▶ Exercise instructions:
(a) Print the part of the Picard truffles recipe post between "Recipe: Picard Truffles" and "need a photo.", inclusive.
(b) Using the Picard truffles recipe post, decide whether each statement agrees with it, answering yes or no and quoting the words that settle it: (i) The truffle shells are made of dark chocolate. (ii) The cardboard cutout usually stays in the kitchen. (iii) The recipe makes 24 truffles.
(c) Pick up the Picard truffles recipe post after its last sentence and keep writing it.

▶ Text provided:
________

Recipe: Picard Truffles (Bitter Chocolate, Earl Grey Ganache and Lemon Cream)

Today’s entry is unofficially titled, “The Trouble with Truffles.” Groan all you want; I welcome your hatred.

It felt appropriate to do some chocolates for Valentine’s day, and it wasn’t long before I was dead set on them being Picard-themed. Guys, I really love Jean-Luc Picard. For me to explain HOW MUCH I love him, I think you need a photo.

Yep. That’s a life sized Picard cardboard cutout. He hangs out in the office mostly, but it felt appropriate to bring him into the kitchen with me to be my assistant for the day. All he needs is the proper attire.

Better.

In order to create a truly spectacular Picard truffle to present to my husband for Valentine’s day, I relied on the help of some lovely Earl Grey tea. As you may know, Earl Grey is already intensely citrus-y thanks to the bergamot orange involved. I figured a lemon curd would complement that quite nicely. The outside shell of the truffles is a dark chocolate, in large part because I found too much sweetness really drowned out the Earl Grey flavor.

Let’s get to it!

Lemon Earl Grey Truffles

Yields 12 large truffles, but it will depend very much on the size and shape of mold you choose.

________

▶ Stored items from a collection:

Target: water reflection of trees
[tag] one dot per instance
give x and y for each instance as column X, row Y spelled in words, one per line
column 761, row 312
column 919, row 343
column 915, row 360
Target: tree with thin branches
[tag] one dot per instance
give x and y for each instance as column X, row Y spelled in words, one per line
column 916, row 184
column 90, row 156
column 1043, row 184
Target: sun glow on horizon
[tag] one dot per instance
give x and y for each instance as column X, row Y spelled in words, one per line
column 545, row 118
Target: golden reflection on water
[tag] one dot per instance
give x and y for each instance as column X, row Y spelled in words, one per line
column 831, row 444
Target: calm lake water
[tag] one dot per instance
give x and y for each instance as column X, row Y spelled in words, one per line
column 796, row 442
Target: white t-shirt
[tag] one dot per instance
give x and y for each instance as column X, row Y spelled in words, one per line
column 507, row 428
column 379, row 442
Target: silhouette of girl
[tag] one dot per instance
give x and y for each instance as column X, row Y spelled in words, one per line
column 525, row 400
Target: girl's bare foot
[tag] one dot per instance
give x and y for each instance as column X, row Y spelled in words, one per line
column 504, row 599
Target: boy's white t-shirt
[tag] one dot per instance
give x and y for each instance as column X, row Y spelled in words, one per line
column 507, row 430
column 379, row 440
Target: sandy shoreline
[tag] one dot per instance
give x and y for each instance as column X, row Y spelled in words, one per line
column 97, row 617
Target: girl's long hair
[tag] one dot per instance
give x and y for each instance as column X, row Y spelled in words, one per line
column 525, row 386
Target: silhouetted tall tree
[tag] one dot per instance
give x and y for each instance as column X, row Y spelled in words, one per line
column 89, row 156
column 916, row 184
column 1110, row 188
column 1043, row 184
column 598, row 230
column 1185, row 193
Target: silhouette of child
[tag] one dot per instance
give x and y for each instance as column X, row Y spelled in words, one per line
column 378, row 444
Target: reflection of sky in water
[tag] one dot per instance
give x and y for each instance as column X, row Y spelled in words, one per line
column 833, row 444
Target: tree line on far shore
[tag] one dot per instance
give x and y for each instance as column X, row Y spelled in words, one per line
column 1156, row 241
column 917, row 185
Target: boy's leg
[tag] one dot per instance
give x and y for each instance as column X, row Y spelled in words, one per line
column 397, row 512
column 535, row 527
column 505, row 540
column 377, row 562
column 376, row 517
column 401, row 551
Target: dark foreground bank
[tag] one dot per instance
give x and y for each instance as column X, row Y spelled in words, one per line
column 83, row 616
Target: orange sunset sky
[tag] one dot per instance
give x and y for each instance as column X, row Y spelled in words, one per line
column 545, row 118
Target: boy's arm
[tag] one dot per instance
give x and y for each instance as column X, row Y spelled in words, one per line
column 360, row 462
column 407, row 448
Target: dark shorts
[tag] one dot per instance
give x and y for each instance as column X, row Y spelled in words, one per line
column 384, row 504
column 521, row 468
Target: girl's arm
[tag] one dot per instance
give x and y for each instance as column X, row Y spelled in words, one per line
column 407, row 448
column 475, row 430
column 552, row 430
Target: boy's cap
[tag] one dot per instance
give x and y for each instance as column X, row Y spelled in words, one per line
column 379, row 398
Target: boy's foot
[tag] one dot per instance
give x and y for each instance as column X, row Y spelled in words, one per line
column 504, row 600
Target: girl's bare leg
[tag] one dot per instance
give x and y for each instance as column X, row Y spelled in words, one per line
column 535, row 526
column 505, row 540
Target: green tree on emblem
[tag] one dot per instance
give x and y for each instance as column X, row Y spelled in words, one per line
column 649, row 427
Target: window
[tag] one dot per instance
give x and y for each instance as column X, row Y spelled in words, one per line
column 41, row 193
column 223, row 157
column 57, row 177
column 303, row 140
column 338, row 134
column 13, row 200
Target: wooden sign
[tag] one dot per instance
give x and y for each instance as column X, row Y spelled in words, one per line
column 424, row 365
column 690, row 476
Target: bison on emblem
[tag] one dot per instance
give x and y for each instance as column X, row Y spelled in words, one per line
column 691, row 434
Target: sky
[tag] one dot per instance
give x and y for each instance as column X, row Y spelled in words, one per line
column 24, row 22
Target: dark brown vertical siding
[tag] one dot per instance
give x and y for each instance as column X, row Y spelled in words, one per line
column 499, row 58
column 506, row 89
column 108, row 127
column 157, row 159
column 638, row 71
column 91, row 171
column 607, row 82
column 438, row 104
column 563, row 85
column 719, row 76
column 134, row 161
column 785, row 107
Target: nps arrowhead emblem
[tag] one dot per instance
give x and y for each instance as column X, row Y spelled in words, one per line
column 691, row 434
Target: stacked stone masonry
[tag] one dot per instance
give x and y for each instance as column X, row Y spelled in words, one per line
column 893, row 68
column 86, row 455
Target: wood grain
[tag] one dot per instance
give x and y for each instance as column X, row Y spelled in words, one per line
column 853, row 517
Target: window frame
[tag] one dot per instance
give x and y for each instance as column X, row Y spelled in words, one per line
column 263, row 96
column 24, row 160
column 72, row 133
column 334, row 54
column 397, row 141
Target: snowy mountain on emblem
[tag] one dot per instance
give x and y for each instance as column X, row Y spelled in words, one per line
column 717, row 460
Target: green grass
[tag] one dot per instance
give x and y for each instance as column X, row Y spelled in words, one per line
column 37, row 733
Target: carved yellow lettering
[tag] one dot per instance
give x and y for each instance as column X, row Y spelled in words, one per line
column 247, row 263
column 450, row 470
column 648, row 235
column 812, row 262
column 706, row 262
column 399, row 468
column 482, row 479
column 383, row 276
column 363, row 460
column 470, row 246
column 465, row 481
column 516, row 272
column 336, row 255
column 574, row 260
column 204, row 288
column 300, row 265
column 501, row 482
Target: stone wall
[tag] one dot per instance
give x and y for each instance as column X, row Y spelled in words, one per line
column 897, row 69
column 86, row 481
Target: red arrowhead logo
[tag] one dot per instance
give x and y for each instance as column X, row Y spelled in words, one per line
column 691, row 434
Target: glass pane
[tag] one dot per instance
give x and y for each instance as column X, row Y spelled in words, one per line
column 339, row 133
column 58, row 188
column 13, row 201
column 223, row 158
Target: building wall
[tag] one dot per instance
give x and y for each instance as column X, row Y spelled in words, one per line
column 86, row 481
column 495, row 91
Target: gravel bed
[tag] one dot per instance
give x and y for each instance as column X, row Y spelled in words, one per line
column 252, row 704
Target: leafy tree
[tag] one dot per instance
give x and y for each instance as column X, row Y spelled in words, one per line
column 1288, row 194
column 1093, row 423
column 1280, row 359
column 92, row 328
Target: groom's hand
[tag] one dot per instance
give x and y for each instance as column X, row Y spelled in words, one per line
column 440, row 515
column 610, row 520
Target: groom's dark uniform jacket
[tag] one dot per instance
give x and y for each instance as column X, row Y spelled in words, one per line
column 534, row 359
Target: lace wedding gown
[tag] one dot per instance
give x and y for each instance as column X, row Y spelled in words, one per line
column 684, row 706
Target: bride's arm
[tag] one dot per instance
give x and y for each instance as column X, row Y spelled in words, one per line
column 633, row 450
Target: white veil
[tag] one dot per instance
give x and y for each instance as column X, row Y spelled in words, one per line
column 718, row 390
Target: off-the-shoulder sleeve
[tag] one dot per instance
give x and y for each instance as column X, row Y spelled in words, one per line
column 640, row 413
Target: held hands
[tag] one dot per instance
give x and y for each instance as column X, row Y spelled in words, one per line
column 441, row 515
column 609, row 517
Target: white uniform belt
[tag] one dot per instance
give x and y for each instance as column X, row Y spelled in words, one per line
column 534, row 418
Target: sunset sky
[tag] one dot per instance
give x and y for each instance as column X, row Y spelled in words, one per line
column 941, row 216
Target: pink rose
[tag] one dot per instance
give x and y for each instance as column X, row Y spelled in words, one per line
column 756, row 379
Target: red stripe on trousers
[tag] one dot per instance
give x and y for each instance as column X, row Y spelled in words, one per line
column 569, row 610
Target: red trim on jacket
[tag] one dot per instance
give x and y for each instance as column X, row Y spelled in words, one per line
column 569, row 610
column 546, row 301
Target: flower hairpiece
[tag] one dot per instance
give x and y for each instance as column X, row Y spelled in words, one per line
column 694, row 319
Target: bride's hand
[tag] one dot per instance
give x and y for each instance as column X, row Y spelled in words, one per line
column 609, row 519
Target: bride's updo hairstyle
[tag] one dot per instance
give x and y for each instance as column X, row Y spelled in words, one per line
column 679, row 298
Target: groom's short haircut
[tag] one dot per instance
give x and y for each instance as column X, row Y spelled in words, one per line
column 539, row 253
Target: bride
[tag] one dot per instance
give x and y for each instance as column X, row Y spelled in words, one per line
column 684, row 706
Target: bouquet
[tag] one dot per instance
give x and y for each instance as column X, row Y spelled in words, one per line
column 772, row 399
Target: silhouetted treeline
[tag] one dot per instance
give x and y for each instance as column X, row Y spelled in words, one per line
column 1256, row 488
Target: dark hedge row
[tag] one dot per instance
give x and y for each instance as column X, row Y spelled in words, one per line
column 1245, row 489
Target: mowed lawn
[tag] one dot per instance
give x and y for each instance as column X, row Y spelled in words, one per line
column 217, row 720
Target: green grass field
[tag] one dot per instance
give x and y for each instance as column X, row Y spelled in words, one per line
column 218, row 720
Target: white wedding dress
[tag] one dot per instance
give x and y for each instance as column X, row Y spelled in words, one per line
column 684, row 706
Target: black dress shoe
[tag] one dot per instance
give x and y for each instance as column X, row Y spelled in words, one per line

________

▶ Task responses:
(a)
Recipe: Picard Truffles (Bitter Chocolate, Earl Grey Ganache and Lemon Cream)

Today’s entry is unofficially titled, “The Trouble with Truffles.” Groan all you want; I welcome your hatred.

It felt appropriate to do some chocolates for Valentine’s day, and it wasn’t long before I was dead set on them being Picard-themed. Guys, I really love Jean-Luc Picard. For me to explain HOW MUCH I love him, I think you need a photo.

(b)
(i) Yes: "The outside shell of the truffles is a dark chocolate"
(ii) No: "He hangs out in the office mostly"
(iii) No: "Yields 12 large truffles"

(c)
Earl Grey Ganache
1/2 cup + 2 tbsp (150ml) heavy cream
8 oz (220g) dark chocolate, chopped or in chips
1 tbsp loose leaf Earl Grey tea

1. In a small saucepan, heat the heavy cream to a simmer. Reduce the heat and stir in the Earl Grey tea. Steep for 5-6 minutes, then immediately run the cream through a fine strainer to remove all the tea leaves. Pour the hot cream over your chocolate, allow it to sit for 5 minutes, and then stir until it forms a smooth cream. Allow to cool completely in the fridge. (You will have extra ganache at the end of this. You can use it to pipe on cupcakes, roll it into balls and dredge it in cocoa powder, eat it with a spoon at 2AM when no one can see you… there are lots of options.)

Lemon Curd
1/3 cup + 4 tsp (100ml) lemon juice
1 tsp lemon zest
2 egg yolks
4 tbsp (35g) sugar
1 tsp cornstarch
1 tbsp butter

1. Whisk together all your ingredients except the butter. Put them in a saucepan and heat on low heat, stirring constantly. Once the mixture thickens and begins to bubble, cook for an additional minute. Add the butter and stir it until well incorporated. Remove from the heat, transfer to a bowl and cover immediately in saran wrap. Be sure to touch the saran wrap to the surface of the curd. Chill in refrigerator until completely cool.

To make the truffles, you’ll need 8-10 oz. (225-285g) of high-quality tempered dark chocolate (candy melts can work if you don’t want to temper, but keep in mind they will be very sweet). Choose a chocolate on the bitter end; mine was 80%. I chose two kinds of molds… a classic heart shape and a Star Trek mold I was lucky enough to get as a gift from a friend. While the shape was cute, silicone molds don’t tend to produce a shiny finish on chocolates, so I had to paint them later.

Have your tempered chocolate ready. I keep a bowl of very warm (but not anywhere near boiling) water nearby that I set my bowl of chocolate into periodically to make sure it stayed fluid and in temper. If you don’t keep the chocolate warm, it will basically be entirely firmed up by the time your bottom layer of chocolate should be applied. If you let it get hot, however, it will go out of temper.

Fill your tempered chocolate into your molds, tapping them lightly to be sure the chocolate gets into every nook and cranny. Turn the molds upside down and allow the excess chocolate to drip away. Scrape the extra chocolate from the top of your mold with a knife, and then allow the shell to set.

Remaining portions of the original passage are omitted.